*Exercise directions*. Show every line of the records below that contains the word "like".

*Records for the exercise*.
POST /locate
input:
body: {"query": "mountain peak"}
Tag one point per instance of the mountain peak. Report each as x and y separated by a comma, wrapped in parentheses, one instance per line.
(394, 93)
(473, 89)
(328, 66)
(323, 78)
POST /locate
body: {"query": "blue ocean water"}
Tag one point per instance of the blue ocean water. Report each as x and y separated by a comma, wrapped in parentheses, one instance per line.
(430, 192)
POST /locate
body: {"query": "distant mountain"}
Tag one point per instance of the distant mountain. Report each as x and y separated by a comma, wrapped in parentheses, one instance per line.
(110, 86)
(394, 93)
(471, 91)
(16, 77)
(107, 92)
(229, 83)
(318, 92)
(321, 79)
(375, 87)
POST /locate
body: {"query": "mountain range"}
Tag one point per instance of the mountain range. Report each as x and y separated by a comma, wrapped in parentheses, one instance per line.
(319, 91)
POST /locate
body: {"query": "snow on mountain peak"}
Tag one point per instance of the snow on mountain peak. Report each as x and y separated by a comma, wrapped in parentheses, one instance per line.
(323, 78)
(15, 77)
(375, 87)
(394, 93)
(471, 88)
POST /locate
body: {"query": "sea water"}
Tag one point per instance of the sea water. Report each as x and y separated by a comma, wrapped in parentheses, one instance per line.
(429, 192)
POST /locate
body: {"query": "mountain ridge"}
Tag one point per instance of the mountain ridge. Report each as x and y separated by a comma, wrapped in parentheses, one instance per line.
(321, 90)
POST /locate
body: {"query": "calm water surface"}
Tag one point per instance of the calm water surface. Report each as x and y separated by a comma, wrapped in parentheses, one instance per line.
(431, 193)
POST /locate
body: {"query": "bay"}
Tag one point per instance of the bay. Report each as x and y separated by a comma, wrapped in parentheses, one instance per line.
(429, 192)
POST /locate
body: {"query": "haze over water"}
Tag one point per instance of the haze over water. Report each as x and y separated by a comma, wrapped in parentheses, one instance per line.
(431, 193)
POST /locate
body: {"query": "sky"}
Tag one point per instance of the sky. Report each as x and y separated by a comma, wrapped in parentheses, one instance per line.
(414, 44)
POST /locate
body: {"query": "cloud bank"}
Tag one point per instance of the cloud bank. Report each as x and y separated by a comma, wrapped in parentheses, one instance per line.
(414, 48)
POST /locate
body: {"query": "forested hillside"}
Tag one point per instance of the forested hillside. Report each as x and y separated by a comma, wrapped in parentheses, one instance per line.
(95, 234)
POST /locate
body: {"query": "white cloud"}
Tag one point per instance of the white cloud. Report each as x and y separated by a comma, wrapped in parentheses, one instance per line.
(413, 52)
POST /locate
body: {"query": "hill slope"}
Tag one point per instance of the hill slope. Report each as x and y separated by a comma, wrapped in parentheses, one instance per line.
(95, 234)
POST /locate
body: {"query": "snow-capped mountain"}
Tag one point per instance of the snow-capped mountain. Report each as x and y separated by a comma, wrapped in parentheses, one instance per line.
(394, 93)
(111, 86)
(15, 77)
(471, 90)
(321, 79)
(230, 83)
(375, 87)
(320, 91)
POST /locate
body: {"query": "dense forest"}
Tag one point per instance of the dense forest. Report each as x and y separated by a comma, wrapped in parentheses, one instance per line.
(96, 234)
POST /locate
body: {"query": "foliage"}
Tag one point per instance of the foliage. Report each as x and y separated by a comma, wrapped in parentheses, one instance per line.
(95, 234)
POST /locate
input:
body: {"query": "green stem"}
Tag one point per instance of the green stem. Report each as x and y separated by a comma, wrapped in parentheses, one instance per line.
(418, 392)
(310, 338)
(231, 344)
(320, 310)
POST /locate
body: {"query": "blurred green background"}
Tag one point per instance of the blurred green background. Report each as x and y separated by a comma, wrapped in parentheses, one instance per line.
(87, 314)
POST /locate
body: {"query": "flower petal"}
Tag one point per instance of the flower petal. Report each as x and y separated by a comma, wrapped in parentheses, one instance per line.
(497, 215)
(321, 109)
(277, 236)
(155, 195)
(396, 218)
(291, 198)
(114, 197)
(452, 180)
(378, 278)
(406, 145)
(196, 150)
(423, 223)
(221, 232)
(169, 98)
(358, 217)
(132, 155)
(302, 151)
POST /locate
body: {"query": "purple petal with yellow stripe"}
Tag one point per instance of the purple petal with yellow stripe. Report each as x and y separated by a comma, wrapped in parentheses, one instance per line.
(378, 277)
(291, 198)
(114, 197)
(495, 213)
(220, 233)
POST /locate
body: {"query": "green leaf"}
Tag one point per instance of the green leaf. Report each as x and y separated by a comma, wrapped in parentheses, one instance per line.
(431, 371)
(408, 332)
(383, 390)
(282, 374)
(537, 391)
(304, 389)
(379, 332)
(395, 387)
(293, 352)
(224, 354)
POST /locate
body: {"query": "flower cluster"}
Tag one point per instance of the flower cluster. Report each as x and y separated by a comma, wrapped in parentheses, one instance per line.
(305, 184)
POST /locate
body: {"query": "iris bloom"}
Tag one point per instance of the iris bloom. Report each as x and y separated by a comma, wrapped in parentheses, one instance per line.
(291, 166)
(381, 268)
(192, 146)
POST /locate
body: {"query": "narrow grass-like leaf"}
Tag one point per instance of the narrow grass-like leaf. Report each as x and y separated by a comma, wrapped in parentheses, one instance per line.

*Task response*.
body: {"query": "narrow grass-like leaf"}
Tag one point per instance of the narrow grass-like leaf. Report each as x and y separated by a comma, wrapped in parentheses, one instance per line.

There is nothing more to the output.